* Consignes de l'exercice:
1 – Recopiez mot pour mot le passage du texte présenté qui va de « La lecture de » à « vive le roi! », ces deux bornes comprises.
2 – D'après le texte présenté, comment l'écrivain des Révolutions de Paris a-t-il pu être informé du procès-verbal rédigé aux Tuileries ? Répondez en une à trois phrases.

* Texte présenté:
Signé, MONTMORIN. >>

La lecture de cette lettre excite le plus vif enthousiasme dans la partie gauche de la salle et dans toutes les tribunes. Elle est interrompue à chaque phrase par des applaudissements et des cris cent fois répétés de vive le roi!

La lecture terminée, A. Lameth propose d'envoyer une députation au roi; Biauzat demande que l'assemblée s'y rende tout entière; la proposition de Lameth est seule adoptée. La députation se rendit le soir même au château, où elle reçut la réponse qui suit :

« Je suis infiniment touché de la justice que me rend l'assemblée nationale; si elle pouvait lire au fond de mon cœur, elle n'y verrait que des sentiments propres à justifier la confiance de la nation; toute défiance serait bannie d'entre nous, et nous en serions tous heureux. >>

Le roi avait-il donc renoncé à ses projets? Il suffit de se rappeler ce qu'on a lu précédemment, pour être certain du contraire. Un procès-verbal de ce qui s'était passé le 18, aux Tuileries, fut d'ailleurs rédigé, certifié par un grand nombre de signatures et adressé aux cours étrangères. Il constatait que le roi n'était pas libre. Il paraît que tous les signataires ne furent pas discrets; car l'écrivain des Révolutions de Paris fut instruit et dénonça le fait au public. On lit, en outre, dans les Mémoires d'un homme d'État que, pour détruire l'effet de la lettre de M. de Montmorin, « le roi envoya aussitôt des agents secrets à Bruxelles et à Cologne, avec des dépêches propres à être communiquées, d'une part au roi de Prusse, et de l'autre à la gouvernante des Pays-Bas. Il y protestait contre toute acceptation et sanction qu'il se verrait contraint de donner... Déclarant que toutes les démarches qu'il faisait devaient être interprêtées dans un sens opposé... et que, de plus, il désirerait se voir promptement affranchi de la situation forcée et de la captivité réelle où le tenait la faction qui s'était emparée de tous les pouvoirs de l'État. » (Mém. d'un homme d'Etat, t. Ier, p. 115.)

* Données enregistrées:

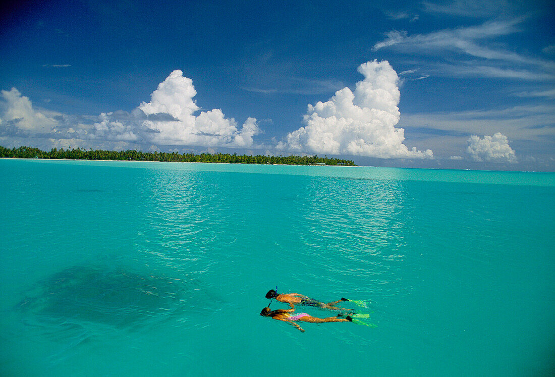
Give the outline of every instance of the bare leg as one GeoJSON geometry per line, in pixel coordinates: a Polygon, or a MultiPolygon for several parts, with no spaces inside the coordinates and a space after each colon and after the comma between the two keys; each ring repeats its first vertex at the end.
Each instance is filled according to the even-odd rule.
{"type": "Polygon", "coordinates": [[[324,322],[349,322],[348,319],[345,318],[339,318],[339,317],[327,317],[327,318],[318,318],[310,315],[301,317],[299,319],[300,321],[304,322],[311,322],[312,323],[323,323],[324,322]]]}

* Corrigé de l'exercice:
1 –
La lecture de cette lettre excite le plus vif enthousiasme dans la partie gauche de la salle et dans toutes les tribunes. Elle est interrompue à chaque phrase par des applaudissements et des cris cent fois répétés de vive le roi!

2 – Selon le texte, il paraît que les signataires du procès-verbal ne furent pas tous discrets. C'est ainsi que l'écrivain des Révolutions de Paris en fut instruit et put dénoncer le fait au public.